• ABOUT THIS TASK: Each line below is to be copied out exactly, and none may be omitted.

• RECORDS SUPPLIED:

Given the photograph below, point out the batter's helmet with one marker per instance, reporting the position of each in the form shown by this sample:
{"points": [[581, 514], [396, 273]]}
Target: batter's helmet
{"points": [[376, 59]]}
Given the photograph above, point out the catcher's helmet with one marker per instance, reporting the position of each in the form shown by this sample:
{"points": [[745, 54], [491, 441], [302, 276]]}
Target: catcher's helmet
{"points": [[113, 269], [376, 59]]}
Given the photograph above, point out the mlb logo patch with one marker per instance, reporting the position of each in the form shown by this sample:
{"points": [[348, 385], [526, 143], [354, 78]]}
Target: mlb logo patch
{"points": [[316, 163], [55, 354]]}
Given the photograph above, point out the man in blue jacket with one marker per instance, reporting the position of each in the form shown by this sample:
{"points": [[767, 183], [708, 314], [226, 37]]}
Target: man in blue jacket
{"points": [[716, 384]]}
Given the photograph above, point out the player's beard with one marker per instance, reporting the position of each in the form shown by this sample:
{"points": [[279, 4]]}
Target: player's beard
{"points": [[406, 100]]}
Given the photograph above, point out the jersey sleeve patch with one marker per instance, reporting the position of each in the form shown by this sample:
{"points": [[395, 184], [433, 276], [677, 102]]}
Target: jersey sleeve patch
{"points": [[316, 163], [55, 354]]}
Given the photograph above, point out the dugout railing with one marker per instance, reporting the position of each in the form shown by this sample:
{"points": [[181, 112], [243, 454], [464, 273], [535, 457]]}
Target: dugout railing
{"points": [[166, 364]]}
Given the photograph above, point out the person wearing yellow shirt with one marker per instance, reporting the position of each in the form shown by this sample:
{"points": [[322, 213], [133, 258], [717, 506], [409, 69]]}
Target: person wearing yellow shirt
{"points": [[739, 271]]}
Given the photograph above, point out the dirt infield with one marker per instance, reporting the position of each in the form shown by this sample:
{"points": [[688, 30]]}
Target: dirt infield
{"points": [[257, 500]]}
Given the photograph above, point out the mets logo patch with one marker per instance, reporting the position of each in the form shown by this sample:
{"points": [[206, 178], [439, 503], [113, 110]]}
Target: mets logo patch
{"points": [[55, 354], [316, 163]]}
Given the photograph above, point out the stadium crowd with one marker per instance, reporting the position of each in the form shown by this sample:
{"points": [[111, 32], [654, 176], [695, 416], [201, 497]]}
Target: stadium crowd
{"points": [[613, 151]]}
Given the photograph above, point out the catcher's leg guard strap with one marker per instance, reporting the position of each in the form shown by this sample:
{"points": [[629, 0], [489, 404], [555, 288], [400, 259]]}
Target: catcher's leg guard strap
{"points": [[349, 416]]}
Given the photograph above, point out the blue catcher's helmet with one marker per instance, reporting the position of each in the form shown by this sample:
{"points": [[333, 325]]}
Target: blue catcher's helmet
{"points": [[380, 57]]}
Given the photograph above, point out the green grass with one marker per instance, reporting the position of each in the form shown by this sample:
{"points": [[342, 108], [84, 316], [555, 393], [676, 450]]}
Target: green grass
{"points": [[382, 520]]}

• YOUR RESPONSE:
Given the photograph below, point out the batter's helmet with one marker per instance, reporting the position of each in the form shown by this sample:
{"points": [[581, 514], [396, 273]]}
Target: batter's helmet
{"points": [[376, 59]]}
Given the photograph above, point out the catcher's helmet with one marker per instance, reporting the position of each in the form shown by this sample:
{"points": [[745, 54], [491, 441], [302, 276]]}
Target: catcher's helmet
{"points": [[113, 269], [376, 59]]}
Given the photograph above, point out the mlb logo patch with one marker per instance, reporting the position of each in the form shown by this sample:
{"points": [[348, 385], [526, 143], [354, 78]]}
Target: mlb logo patch
{"points": [[316, 163], [55, 354]]}
Given the photograph above, point out the man in blue jacket with one marker per instance, reporting the position of each in the form shown by this sample:
{"points": [[767, 183], [708, 314], [226, 37]]}
Target: man in blue jacket
{"points": [[716, 384]]}
Given the photograph above, point out the player's beard with one marker per instance, reporting the position of each in the form shown by this sample:
{"points": [[279, 4]]}
Target: player's beard
{"points": [[406, 100]]}
Given the photograph above, point out the jersey sleeve patch with one marker per instance, reporting the position of each in the form shown by this sample:
{"points": [[395, 184], [433, 276], [677, 102]]}
Target: jersey sleeve patch
{"points": [[316, 163], [55, 354]]}
Given the photograph above, point out the dugout railing with one marker per instance, reporting the position of each in the form shown by this sample:
{"points": [[181, 112], [243, 454], [464, 273], [535, 457]]}
Target: dugout railing
{"points": [[166, 364]]}
Given the photograph above, point out the person wearing yellow shirt with one marker per instance, reporting the position of each in the form shown by this sample:
{"points": [[322, 213], [133, 258], [717, 506], [409, 69]]}
Target: person wearing yellow shirt
{"points": [[739, 271]]}
Given the photograph above, point out the dirt infield with one marker per instance, reporting the position of each in the form shown by this sample:
{"points": [[688, 30]]}
Target: dirt infield
{"points": [[257, 500]]}
Given the photograph above, point out the mets logo patch with one marker per instance, reporting the position of each in the form shown by this sample:
{"points": [[206, 178], [439, 503], [113, 110]]}
Target: mets logo patch
{"points": [[55, 354], [316, 163]]}
Given the photograph above, point out the stadium crowd with one marker per instance, reporting the position of each in the form shown by this sample:
{"points": [[111, 32], [654, 176], [695, 416], [201, 497]]}
Target: stadium crowd
{"points": [[613, 151]]}
Given the photograph above, point out the catcher's leg guard strap with one marker per instance, reporting the position of each in the form shown by this sample:
{"points": [[629, 0], [489, 404], [555, 288], [400, 259]]}
Target: catcher's leg guard strap
{"points": [[349, 416]]}
Given the photograph above, point out the blue catcher's helmet with one marker per instance, reporting the position of each in the form shown by this sample:
{"points": [[333, 325]]}
Target: blue catcher's helmet
{"points": [[380, 57]]}
Given the photograph above, point out the green grass with one marker per instance, reporting the position of each in the form shown by this sample:
{"points": [[342, 108], [84, 316], [555, 393], [676, 450]]}
Target: green grass
{"points": [[382, 520]]}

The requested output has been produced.